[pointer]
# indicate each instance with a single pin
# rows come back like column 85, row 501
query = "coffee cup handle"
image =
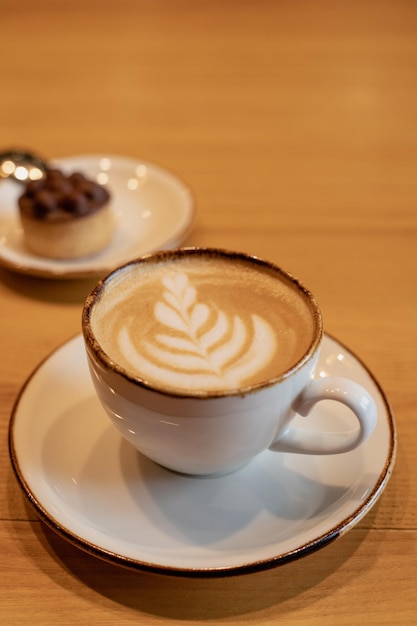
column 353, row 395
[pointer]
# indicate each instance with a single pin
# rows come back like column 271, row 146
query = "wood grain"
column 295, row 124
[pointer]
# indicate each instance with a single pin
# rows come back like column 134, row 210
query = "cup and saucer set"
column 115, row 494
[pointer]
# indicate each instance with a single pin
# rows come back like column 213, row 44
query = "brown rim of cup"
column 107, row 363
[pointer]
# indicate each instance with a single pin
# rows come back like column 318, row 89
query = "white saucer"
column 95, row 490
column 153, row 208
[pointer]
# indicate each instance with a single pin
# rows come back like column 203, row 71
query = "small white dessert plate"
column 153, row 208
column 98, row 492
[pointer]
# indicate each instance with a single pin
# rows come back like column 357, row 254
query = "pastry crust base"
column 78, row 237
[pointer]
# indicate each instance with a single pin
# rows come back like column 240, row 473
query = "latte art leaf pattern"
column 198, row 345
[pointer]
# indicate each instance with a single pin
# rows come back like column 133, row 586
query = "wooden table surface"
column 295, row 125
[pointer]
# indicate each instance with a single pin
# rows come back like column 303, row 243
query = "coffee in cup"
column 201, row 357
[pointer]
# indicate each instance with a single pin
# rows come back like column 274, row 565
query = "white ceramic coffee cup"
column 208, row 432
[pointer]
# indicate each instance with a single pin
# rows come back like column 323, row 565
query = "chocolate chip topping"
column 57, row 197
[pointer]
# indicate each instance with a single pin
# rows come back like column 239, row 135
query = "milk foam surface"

* * *

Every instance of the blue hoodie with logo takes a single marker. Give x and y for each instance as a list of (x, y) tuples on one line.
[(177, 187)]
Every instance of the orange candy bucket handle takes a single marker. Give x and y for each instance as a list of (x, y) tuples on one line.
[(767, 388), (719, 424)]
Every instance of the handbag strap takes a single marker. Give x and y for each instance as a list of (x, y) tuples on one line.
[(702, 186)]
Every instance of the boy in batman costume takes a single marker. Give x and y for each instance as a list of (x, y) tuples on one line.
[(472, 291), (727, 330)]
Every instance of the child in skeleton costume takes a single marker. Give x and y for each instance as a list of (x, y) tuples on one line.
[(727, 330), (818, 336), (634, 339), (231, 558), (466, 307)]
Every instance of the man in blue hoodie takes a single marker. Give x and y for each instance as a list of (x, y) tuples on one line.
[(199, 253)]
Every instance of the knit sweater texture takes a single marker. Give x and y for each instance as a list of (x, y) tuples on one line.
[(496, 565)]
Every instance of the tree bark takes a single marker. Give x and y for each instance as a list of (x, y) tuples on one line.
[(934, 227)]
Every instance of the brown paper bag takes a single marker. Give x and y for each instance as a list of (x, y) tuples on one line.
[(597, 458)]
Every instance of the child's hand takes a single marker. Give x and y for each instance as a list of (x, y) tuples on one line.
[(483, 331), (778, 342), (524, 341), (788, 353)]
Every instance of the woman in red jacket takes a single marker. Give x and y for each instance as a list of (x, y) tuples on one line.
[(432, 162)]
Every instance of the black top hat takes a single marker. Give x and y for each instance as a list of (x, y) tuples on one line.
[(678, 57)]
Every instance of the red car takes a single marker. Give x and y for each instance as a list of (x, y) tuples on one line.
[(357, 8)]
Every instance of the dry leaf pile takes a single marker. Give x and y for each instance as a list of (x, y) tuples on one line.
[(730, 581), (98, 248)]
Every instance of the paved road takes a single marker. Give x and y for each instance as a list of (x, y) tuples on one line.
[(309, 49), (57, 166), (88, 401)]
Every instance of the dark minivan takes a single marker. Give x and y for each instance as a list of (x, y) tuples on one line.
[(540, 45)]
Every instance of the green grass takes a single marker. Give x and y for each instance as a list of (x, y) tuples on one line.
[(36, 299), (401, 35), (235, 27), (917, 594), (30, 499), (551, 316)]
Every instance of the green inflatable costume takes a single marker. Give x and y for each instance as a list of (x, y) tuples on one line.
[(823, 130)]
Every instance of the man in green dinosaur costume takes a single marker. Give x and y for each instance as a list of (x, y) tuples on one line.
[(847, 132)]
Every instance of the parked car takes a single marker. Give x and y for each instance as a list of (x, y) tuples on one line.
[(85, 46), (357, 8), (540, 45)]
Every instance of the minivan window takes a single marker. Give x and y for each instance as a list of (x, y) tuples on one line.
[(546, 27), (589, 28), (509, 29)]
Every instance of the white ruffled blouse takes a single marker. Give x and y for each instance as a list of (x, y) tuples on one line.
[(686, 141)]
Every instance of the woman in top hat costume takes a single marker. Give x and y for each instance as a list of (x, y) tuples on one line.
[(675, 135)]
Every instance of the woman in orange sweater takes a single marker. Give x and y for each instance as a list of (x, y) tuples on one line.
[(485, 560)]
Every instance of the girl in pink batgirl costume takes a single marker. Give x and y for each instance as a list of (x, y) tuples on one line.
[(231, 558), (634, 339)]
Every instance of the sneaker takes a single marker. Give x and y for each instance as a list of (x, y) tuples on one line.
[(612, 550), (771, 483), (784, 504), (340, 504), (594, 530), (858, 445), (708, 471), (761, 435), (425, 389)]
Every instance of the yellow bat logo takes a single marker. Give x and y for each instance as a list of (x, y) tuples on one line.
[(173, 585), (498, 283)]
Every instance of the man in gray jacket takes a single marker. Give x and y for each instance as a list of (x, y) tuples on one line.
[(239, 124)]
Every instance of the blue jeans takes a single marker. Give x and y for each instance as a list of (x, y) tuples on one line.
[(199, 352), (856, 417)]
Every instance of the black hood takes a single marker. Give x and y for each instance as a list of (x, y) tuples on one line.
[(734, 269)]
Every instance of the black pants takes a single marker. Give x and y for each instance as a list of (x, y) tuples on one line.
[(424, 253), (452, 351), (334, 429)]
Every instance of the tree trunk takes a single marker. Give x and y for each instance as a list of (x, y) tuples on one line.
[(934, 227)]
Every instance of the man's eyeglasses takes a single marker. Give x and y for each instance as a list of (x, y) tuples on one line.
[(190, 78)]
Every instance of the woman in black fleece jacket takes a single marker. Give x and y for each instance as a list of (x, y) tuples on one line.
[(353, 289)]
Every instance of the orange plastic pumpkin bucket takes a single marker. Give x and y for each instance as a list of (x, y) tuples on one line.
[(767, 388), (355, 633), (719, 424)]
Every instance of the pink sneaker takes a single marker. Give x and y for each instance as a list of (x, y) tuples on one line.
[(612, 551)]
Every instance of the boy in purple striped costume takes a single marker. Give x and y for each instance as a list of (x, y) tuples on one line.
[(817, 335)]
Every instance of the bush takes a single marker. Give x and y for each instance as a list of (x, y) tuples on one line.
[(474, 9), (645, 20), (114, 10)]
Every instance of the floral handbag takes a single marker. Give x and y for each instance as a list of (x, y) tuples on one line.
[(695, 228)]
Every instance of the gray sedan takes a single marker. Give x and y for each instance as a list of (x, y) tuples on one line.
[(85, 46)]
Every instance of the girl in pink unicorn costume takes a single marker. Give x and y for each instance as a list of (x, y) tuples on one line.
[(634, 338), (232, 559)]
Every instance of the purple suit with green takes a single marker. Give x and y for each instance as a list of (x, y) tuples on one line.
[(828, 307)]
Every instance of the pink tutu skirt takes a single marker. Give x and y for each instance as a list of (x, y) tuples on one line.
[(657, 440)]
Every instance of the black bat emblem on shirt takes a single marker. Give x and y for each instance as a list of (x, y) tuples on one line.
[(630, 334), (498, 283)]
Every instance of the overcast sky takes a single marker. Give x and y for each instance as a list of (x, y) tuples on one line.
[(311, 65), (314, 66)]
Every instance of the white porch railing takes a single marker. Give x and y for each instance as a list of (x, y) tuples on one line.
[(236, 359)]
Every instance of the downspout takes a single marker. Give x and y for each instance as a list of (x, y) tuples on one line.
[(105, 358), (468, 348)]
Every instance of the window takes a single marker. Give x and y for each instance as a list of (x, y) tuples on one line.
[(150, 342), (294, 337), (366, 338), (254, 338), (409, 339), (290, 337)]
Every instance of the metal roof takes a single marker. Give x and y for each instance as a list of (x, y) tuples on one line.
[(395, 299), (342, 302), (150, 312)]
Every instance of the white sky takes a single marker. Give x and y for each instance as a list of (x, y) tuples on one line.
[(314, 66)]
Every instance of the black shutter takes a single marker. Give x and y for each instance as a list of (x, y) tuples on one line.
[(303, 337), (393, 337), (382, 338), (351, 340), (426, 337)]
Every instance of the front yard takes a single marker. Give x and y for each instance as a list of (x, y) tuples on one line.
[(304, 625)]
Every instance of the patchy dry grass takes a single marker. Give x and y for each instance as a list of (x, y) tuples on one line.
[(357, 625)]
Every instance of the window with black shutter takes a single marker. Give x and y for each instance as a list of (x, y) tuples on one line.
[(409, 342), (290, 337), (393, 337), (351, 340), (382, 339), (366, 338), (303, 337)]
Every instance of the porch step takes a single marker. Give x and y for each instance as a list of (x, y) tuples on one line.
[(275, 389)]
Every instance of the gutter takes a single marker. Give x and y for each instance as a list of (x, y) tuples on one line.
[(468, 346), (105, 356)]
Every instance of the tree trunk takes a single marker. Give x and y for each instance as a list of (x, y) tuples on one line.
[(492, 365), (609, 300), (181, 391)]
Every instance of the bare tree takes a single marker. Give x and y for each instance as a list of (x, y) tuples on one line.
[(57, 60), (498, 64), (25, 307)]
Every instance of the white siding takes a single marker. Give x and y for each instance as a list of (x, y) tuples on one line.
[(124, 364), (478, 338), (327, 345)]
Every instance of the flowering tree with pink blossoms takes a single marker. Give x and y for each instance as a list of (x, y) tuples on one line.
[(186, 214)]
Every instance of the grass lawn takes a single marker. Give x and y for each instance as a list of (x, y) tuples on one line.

[REQUIRED TASK] Collect every line in the items above that contains the word "sneaker".

[EXERCISE SOLUTION]
Every instance of the sneaker takes a single marker. Give x and y for each instance as a list of (x, y) tuples on one line.
Every instance of the pink sneaker takes a single marker. Give x and y for each instance as a list of (x, y) tuples on one line.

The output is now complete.